▶ THE EXERCISE
Retype every entry word for word.

● ● ● ●

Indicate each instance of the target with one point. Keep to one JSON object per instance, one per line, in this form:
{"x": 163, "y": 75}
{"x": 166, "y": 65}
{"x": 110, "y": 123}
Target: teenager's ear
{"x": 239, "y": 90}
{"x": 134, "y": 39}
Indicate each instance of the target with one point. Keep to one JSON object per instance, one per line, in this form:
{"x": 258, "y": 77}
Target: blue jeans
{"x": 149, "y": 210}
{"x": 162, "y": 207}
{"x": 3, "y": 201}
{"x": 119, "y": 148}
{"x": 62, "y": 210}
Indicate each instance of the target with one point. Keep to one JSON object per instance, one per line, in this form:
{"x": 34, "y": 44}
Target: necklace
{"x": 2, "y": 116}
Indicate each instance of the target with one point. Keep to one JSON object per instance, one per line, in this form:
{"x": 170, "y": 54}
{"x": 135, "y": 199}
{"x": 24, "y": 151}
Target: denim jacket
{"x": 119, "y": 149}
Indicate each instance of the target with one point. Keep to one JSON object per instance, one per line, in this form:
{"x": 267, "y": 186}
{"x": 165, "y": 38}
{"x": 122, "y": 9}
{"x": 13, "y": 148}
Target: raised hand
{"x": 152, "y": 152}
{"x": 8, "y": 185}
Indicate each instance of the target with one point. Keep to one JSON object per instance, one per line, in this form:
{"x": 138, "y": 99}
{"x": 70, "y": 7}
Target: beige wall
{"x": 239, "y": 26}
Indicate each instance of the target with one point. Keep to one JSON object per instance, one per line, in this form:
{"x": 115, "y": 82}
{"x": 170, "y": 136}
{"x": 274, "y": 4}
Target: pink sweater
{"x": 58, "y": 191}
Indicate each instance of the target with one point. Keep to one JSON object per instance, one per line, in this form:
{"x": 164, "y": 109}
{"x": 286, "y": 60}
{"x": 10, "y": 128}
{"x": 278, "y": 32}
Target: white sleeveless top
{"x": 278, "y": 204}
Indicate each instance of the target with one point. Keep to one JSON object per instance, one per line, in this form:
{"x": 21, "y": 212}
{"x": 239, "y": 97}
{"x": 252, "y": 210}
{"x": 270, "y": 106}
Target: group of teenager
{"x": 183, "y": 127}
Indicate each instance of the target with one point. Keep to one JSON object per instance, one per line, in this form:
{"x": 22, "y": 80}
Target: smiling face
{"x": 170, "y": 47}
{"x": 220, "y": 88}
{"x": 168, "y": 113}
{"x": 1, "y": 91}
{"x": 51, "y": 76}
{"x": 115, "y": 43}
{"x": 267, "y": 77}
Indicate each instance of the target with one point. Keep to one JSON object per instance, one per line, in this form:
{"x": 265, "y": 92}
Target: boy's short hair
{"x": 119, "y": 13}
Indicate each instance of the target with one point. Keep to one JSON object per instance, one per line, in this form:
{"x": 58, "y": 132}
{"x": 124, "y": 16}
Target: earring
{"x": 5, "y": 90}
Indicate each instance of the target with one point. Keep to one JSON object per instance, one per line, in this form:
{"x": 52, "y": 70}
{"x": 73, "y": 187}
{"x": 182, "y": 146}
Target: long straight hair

● ● ● ●

▶ FULL ANSWER
Indicate each instance of the target with one point. Keep to one JSON object per instance, one per line, in this form:
{"x": 163, "y": 75}
{"x": 166, "y": 65}
{"x": 110, "y": 123}
Target: teenager's ear
{"x": 239, "y": 90}
{"x": 134, "y": 39}
Indicate each instance of the target with one point. Keep to one JSON object per instance, one per line, in this form:
{"x": 258, "y": 77}
Target: blue jeans
{"x": 149, "y": 210}
{"x": 162, "y": 207}
{"x": 3, "y": 201}
{"x": 119, "y": 148}
{"x": 62, "y": 210}
Indicate each instance of the target with one point. Keep to one JSON object per instance, one per line, in this form:
{"x": 34, "y": 44}
Target: necklace
{"x": 2, "y": 116}
Indicate each instance of the target with one point. Keep to one JSON object per instance, one per line, in this form:
{"x": 170, "y": 54}
{"x": 135, "y": 199}
{"x": 24, "y": 151}
Target: denim jacket
{"x": 119, "y": 149}
Indicate each instance of the target with one point. Keep to one JSON object per instance, one per line, in this form:
{"x": 267, "y": 186}
{"x": 165, "y": 38}
{"x": 122, "y": 9}
{"x": 13, "y": 148}
Target: raised hand
{"x": 152, "y": 152}
{"x": 8, "y": 185}
Indicate each instance of the target with one point. Keep to one JSON object per instance, one per line, in this form:
{"x": 138, "y": 99}
{"x": 70, "y": 7}
Target: beige wall
{"x": 239, "y": 26}
Indicate each instance of the target with one point. Keep to one JSON object per instance, one per line, in this form:
{"x": 115, "y": 82}
{"x": 170, "y": 136}
{"x": 274, "y": 4}
Target: pink sweater
{"x": 58, "y": 191}
Indicate each instance of the target with one point. Keep to one JSON object per instance, one per line, in this form:
{"x": 164, "y": 109}
{"x": 286, "y": 60}
{"x": 10, "y": 128}
{"x": 278, "y": 32}
Target: white sleeveless top
{"x": 278, "y": 204}
Indicate each instance of the target with one point. Keep to one JSON object per instance, one per line, in this form:
{"x": 21, "y": 212}
{"x": 239, "y": 97}
{"x": 252, "y": 210}
{"x": 270, "y": 106}
Target: group of teenager
{"x": 183, "y": 127}
Indicate each instance of the target with one point. Keep to one JSON object per instance, one per line, in this form:
{"x": 22, "y": 80}
Target: smiling face
{"x": 170, "y": 47}
{"x": 220, "y": 88}
{"x": 168, "y": 113}
{"x": 1, "y": 91}
{"x": 51, "y": 76}
{"x": 115, "y": 43}
{"x": 267, "y": 77}
Indicate each instance of the target with one point. Keep to one JSON object per instance, one per line, in this form:
{"x": 265, "y": 92}
Target: boy's short hair
{"x": 119, "y": 13}
Indicate each instance of the target with one point. Keep to one JSON object per instance, one per line, in this form:
{"x": 58, "y": 132}
{"x": 124, "y": 16}
Target: earring
{"x": 5, "y": 90}
Indicate each instance of the target with one point. Keep to one JSON object per instance, one per line, in this form:
{"x": 52, "y": 70}
{"x": 73, "y": 187}
{"x": 182, "y": 146}
Target: long straight hair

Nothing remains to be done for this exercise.